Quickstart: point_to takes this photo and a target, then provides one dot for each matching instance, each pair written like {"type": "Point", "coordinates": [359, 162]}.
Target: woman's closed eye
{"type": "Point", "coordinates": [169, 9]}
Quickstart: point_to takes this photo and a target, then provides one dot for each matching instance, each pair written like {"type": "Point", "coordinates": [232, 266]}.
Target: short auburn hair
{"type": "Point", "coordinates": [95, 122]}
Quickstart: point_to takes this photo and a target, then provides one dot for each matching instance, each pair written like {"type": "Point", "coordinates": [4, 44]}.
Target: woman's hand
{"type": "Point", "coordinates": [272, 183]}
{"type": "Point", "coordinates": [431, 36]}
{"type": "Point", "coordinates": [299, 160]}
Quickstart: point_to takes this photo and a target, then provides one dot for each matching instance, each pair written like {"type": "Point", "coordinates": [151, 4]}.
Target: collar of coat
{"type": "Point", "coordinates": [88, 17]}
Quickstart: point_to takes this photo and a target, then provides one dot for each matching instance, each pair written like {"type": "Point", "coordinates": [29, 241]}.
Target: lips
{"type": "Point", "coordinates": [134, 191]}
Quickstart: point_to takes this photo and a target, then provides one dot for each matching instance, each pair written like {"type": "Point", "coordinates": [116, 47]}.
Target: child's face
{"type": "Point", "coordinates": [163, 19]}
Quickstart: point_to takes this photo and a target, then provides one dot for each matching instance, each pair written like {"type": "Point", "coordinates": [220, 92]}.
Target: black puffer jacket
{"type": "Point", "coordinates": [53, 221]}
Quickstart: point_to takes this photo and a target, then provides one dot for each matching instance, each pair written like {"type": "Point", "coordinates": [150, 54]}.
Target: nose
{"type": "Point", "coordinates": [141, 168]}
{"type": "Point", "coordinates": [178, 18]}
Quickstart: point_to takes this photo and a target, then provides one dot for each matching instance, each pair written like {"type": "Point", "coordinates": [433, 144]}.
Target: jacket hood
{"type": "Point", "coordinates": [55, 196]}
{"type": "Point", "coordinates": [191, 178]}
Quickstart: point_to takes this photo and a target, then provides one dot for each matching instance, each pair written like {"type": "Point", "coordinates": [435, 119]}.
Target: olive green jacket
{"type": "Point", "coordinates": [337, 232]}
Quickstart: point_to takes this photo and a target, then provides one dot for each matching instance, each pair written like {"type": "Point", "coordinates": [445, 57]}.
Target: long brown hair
********************
**WHAT NEEDS TO BE DONE:** Count the lines in the items above that contain the string "woman", with case significant. Return only the number.

**SOLUTION TO THIS TASK:** 2